___ DOCUMENT SECTION

So, I still do not see a problem that you could not solve with InterText - you just have to make clear what is the inherent structure of the texts and what is just an alignment-dependent grouping. Then you may have some special demands on the correspondence between the inherent structural units and their alignment, but that should be more or less easily solvable, I hope.

I would also be glad to add new features, if I am clear about their purpose and if they do not break the principles of the application; but I have to admit I do not have that much time for that currently and I have not touched the application for quite some time, so that I am becoming a bit afraid of what might get broken. Also, the Qt framework is developing and old versions are getting out of use and the new versions may require some more unexpected changes and cause things to get broken. I remember I avoided to compile the last update for Linux, because the newer version of Qt would make the application stop working on not-so-old versions of Linux distributions, people probably still may be using. Yeah, those are the pitfalls of a multiplatform application maintenance...

JoanEliot commented 1 year ago

Forgive my tardy reply, and thanks for your further efforts to help out. As I said before listing the additional features that I think would be helpful, those were only "imaginary requests." I understand entirely your concerns about breaking something; even if you had no Qt updates to deal with, I'm sure there are many other ways you might occupy your time.

I'm sorry I haven't been able to state clearly the problem I'm trying to solve, but from your most recent reply I think you do understand it. And you give a solution that addresses it directly:

If you want to align to some predefined/inherent units of the source text, you can just pre-define them in advance and then keep the alignment fixed to the units on the source side. E.g. you can keep the rows so that there is always exactly one paragraph on the source side and you only modify and re-segment the target text to fit the source paragraphs (and possibly break into smaller units where necessary). That is quite easy.

But this is exactly what I haven't been able to do. My plain text files have line breaks between sentences and empty lines between paragraphs. When I create a new alignment, InterText places each sentence is in a separate segment—but I want segments to contain whole paragraphs, with each sentence an element within its segment/paragraph. I fiddled with Settings->Import but without success. Is there something I should be changing there? Should I change the "create elements" from the default entry, "p"? Any other pointers?

Regarding my imaginary feature request 3: more generally, it would be helpful to me if I could re-use the segmentation of one text as aligned so that this one "reference text" could be re-opened with those segments preserved. I could open then any other text and align that second text to the segments already present in the reference text, independent of, but preserving, the inherent structural units of the second text. It's clear from your replies that your concept for InterText is that alignments are only meaningful for specific pairs of texts. Thus, by design, only pairs of text can be saved and reopened with preservation of alignment segmentation. In theory, the program could open only one text from a previously saved alignment and use the stand-off/separate alignment file to segment the chosen text. Then a an arbitrary second text could be opened and aligned to the first. But that's not how the software works.

______
___ ENTRIES SUPPLIED

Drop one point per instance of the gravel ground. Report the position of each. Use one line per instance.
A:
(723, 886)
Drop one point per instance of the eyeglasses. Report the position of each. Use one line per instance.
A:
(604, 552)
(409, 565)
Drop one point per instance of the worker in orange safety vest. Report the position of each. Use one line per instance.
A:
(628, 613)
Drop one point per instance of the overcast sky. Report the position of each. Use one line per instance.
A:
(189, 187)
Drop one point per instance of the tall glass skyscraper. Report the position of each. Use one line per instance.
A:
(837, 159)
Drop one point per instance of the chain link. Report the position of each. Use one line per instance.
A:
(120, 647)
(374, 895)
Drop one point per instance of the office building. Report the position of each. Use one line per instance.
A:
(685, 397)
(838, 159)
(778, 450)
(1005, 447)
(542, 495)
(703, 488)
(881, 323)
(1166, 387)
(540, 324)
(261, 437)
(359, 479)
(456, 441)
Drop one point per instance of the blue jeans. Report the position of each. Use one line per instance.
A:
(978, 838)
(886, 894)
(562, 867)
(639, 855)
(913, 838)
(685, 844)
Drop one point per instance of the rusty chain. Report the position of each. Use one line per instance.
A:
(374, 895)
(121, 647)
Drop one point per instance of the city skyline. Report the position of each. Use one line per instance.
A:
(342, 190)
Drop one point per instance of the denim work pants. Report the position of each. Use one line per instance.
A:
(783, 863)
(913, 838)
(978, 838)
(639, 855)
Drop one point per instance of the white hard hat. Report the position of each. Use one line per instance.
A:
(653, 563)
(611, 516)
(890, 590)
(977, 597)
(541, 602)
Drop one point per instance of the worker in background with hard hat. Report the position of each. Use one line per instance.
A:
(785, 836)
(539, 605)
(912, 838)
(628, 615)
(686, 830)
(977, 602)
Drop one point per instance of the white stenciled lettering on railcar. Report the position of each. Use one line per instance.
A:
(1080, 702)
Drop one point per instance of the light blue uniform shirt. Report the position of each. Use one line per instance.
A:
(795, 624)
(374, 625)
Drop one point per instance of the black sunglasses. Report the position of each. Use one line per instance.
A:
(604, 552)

______

### DIRECTIONS:
In the forum thread, what marks the divisions between paragraphs in JoanEliot's plain text files? These records come from a separate source, not from the forum thread.

### SOLUTION TO THE EXERCISE:
Empty lines mark the divisions between paragraphs.